Given data:
┄┄┄┄┄┄┄┄┄┄┄┄┄┄┄┄┄┄┄┄
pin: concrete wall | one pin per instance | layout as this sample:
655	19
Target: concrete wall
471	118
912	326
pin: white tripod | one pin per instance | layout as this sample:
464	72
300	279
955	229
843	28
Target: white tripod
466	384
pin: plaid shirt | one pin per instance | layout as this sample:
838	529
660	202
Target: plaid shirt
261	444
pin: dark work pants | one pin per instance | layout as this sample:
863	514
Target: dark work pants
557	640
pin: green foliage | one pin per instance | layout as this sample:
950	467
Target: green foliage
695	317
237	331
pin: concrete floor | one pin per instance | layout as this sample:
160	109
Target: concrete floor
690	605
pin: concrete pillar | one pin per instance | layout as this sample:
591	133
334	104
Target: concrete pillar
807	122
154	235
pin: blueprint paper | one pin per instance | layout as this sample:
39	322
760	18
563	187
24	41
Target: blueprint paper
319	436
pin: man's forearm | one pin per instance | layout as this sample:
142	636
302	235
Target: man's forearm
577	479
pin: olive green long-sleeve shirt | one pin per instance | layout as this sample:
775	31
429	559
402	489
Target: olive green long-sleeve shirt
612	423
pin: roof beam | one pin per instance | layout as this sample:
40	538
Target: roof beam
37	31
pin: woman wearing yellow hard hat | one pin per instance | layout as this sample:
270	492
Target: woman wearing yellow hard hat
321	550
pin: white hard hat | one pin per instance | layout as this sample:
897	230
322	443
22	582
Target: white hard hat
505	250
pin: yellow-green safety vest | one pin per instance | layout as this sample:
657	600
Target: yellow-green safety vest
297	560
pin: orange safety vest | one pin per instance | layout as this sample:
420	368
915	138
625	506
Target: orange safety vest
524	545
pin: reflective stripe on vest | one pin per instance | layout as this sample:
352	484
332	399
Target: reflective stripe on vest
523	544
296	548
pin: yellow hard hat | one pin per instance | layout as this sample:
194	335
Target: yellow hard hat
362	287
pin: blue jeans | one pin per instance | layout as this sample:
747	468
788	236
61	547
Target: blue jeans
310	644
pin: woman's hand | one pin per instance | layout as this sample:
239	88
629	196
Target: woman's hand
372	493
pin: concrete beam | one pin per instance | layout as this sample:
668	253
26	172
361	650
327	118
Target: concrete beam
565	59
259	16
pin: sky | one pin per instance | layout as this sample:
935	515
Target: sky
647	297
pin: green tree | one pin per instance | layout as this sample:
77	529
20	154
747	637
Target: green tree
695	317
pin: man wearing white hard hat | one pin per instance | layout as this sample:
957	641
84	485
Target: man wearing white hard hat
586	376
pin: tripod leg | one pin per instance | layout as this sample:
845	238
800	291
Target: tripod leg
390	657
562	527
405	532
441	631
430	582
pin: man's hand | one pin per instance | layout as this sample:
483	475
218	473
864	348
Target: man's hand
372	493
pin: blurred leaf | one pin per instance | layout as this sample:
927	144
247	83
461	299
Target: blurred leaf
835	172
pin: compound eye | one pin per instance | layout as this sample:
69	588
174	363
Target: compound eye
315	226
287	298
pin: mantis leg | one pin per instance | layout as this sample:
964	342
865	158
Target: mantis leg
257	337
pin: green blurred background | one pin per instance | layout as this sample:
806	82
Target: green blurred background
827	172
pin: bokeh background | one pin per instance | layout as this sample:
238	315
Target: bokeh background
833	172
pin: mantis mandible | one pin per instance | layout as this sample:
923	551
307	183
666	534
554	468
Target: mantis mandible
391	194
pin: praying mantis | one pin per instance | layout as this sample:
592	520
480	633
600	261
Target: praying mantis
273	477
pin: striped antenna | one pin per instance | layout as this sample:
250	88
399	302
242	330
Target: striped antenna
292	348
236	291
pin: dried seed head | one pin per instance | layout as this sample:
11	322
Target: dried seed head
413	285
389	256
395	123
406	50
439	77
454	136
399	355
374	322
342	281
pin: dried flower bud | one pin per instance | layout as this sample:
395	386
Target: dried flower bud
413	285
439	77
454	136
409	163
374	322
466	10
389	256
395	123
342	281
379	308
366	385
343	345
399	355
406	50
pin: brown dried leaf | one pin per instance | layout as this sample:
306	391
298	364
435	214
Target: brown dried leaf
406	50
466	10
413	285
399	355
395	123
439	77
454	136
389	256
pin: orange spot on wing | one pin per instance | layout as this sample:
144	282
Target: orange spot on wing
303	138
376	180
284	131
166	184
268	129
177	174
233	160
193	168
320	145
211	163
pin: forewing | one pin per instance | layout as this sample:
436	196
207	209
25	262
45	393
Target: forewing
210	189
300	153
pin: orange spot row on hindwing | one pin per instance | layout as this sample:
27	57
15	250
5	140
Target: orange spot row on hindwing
┄┄┄┄┄┄┄┄┄┄┄┄┄┄┄┄┄┄┄┄
Task description: Write out only the final block of lines, starting at the line with "pin: dried flower" and running to the end of the material.

The solution:
pin: dried flower bud | one pin per instance | layout as this sample:
395	386
Target: dried flower bud
413	285
439	77
454	136
409	163
374	322
466	10
389	256
395	123
342	281
379	308
366	385
343	345
399	355
406	50
pin: brown dried leaf | one pin per instance | layout as this sample:
306	391
298	364
435	214
Target: brown dried leaf
406	50
466	10
413	285
399	355
395	123
439	77
454	136
389	256
pin: orange spot on wing | one pin per instance | layout as this sample:
144	282
Target: orange spot on wing
303	138
376	180
284	131
166	184
268	129
177	174
233	160
193	168
320	145
211	163
pin: forewing | one pin per instance | layout as this sample:
436	196
207	209
25	262
45	393
Target: forewing
210	189
300	153
pin: orange spot row on hindwing | one pin per instance | layout as this sample:
27	57
15	250
5	140
Target: orange spot row on hindwing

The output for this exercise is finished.